* [Stated exercise A] Could you write out the passage of the essay on first-time voting that starts at "My favorite recollection" and ends at "to participate politically."?
* [Stated exercise B] What comes next in the essay on first-time voting? Continue it from its last sentence.

* [Text]

****

Our Moment

My favorite recollection of voting is a series of memories, all from November 6, 2012. This day came after years of waiting to finally cast a ballot. As a child of a politically interested family, and as a debater throughout middle and high school, I could not wait to vote for the first time. I always thought that the age minimum for voting was unfair and probably told my mother who should have won elections at age nine or younger. I imagined voting as the ultimate right of passage; voting meant I was an adult, a decision maker, a stakeholder. When I watched politicians on television, I would think about eventually getting to pick them, and something about that felt so appealing. This was likely a combination of the fear of missing out, the impatience of a wannabe adult, and the desire to participate politically.

I got my first opportunity to cast a ballot in June 2012 in the North Dakota primary election, which I enjoyed, but something felt missing. Certainly the yard signs, billboards, and door knockers reminded me that we were in some sort of election season, but the process of voting early for candidates on whom my eighteen-year-old self had limited opinions lacked pageantry and excitement. There wasn’t the buzz I had been waiting for

This changed heading into the fall 2012 election. At every level, I was excited to vote. I spent a portion of my first semester at the University of North Dakota working to connect some local candidates for the state legislature with various student groups for presentation and forums. I felt personally invested in that race. Heidi Heitkamp and Rick Berg jostled for the open senate seat in a heated and extremely close contest And at the highest level, Barack Obama, who I begged my mom to take me to see when he stopped in Grand Forks in 2008, faced a tough opponent in Mitt Romney. I was interested for the ballot from front to back and was ready to finally cast my vote.

****

(Records from a data collection)
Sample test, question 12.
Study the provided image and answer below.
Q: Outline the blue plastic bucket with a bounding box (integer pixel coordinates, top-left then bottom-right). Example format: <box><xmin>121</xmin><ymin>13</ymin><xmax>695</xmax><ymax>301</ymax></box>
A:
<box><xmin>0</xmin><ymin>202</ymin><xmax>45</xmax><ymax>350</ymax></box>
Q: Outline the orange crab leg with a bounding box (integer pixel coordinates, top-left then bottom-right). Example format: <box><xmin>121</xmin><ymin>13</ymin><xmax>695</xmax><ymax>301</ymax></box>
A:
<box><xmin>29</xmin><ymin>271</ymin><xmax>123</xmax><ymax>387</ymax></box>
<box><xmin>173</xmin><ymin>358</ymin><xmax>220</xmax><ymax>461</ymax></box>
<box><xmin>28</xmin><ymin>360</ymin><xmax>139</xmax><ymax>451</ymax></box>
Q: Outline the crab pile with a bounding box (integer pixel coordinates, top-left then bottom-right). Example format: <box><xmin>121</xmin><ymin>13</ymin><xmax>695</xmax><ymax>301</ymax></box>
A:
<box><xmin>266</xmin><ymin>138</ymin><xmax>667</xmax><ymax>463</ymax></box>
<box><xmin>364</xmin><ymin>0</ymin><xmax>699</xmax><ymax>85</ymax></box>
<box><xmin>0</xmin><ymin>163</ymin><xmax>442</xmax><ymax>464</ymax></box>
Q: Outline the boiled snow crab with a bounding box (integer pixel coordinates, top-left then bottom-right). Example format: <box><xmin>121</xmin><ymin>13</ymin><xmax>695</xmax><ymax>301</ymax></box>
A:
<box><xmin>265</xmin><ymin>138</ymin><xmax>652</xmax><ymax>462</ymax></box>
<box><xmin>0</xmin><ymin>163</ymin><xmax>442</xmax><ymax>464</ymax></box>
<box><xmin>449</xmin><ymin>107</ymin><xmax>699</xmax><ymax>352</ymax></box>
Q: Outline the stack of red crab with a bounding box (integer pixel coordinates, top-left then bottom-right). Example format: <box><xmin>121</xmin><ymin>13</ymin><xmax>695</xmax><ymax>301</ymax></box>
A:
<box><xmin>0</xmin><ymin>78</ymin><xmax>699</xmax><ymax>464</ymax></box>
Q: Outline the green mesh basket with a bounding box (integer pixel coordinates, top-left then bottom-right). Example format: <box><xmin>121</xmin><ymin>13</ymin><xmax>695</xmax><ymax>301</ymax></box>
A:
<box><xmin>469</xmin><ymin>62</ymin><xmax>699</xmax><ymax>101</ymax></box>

****

* [Task response A]
My favorite recollection of voting is a series of memories, all from November 6, 2012. This day came after years of waiting to finally cast a ballot. As a child of a politically interested family, and as a debater throughout middle and high school, I could not wait to vote for the first time. I always thought that the age minimum for voting was unfair and probably told my mother who should have won elections at age nine or younger. I imagined voting as the ultimate right of passage; voting meant I was an adult, a decision maker, a stakeholder. When I watched politicians on television, I would think about eventually getting to pick them, and something about that felt so appealing. This was likely a combination of the fear of missing out, the impatience of a wannabe adult, and the desire to participate politically.

* [Task response B]
The morning of November 6th began with my typical routine. I got dressed in my hoodie and jeans and headed down to breakfast at Squires Hall, where I met every Tuesday and Thursday with my friend Megan before our geography class. At some point during our typical partaking in yogurt and chocolate cereal, I asked her about the day that I had been waiting for my entire life, wondering if and when she was going to vote. Her reaction reflected a decidedly different opinion on the exercise. Megan told me that she wasn’t going to vote, not because she thought voting was dumb or that people shouldn’t be excited about it, but because she simply didn’t have any hard opinions. She said the surge of political attack ads bothered her and furthered her disinterest.

At first, my reaction was to try to cram a lifetime of political excitement and knowledge into the mind of my recently-made friend in an attempt to get her to the polls (MTV’s get out the vote campaign definitely worked on me). I was less concerned about who she voted for, though I definitely shared my opinions, than if she voted at all. To me, this was an opportunity we had never gotten before, we could not possibly waist it. We made it. We had arrive. We got to vote.

The next thing she said stopped me in my tracks and changed my perspective. She said that if she voted at this point, knowing almost nothing about the candidates nor having any hard opinions, that it would be inappropriate. She thought that voting without research and information would limit the value of votes for those who were truly invested. She said the vote wouldn’t be hers. It would be the advertisers’, her parents’, or maybe even mine.

It took me a second to understand her reasoning, but I came to respect her argument. She certainly changed my opinion from “Absolutely everyone should vote, in every circumstance, all the time, forever” to “Everyone should inform themselves and vote.” I haven’t stopped thinking that political participation is an amazing gift, but my thoughts on the timing with which we should spread that excitement has changed. The weeks leading up to elections, especially presidential ones, bring with them campaigns to encourage voting, but maybe they should emphasize education on candidates and issues first. Rocking the the vote is more fun when you know the words and understand your part in the song.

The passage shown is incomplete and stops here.